* **Instruction**
Put the part of the entries that opens with the line containing "295, row 52." and closes with the last line of the entries, both ends included, into a numbered list, with blank lines left out.

* **Records supplied**

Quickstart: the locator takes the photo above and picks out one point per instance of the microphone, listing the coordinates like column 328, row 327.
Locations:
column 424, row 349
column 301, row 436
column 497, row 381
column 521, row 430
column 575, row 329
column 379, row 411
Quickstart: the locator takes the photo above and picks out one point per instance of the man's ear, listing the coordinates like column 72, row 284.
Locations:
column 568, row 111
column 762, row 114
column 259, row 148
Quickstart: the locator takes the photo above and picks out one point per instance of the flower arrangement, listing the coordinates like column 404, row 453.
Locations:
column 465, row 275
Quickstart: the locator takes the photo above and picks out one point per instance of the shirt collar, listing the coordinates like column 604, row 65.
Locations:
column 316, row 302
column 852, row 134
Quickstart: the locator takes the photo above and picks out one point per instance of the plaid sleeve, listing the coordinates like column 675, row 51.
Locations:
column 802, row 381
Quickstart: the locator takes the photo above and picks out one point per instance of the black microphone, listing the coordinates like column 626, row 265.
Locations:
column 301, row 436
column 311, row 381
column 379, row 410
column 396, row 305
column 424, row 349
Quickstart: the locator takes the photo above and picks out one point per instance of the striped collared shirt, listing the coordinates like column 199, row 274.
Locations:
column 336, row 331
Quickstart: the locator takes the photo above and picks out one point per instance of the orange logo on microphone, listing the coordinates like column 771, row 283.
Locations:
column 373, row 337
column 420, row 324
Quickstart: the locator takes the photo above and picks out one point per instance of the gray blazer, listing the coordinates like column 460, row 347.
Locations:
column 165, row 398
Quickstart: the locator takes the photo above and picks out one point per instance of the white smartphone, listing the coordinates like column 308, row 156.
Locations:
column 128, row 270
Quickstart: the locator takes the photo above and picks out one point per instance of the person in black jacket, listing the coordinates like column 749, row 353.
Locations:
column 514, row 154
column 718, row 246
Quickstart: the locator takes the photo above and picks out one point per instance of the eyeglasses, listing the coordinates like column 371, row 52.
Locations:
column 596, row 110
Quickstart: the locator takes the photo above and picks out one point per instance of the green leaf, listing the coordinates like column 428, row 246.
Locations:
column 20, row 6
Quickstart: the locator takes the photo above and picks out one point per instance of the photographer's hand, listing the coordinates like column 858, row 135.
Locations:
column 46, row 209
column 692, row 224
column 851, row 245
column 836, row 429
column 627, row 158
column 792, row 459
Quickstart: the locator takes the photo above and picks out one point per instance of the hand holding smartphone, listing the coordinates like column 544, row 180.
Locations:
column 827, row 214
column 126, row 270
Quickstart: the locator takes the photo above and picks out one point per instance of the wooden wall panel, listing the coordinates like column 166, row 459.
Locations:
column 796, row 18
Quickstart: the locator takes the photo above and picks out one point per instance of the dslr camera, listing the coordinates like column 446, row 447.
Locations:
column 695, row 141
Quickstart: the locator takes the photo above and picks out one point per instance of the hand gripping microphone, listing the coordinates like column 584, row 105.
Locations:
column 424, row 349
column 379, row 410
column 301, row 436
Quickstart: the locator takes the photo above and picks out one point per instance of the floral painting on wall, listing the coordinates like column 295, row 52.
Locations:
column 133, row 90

* **Full solution**
1. Quickstart: the locator takes the photo above and picks out one point per instance of the floral painting on wall, listing the coordinates like column 295, row 52.
2. Locations:
3. column 133, row 90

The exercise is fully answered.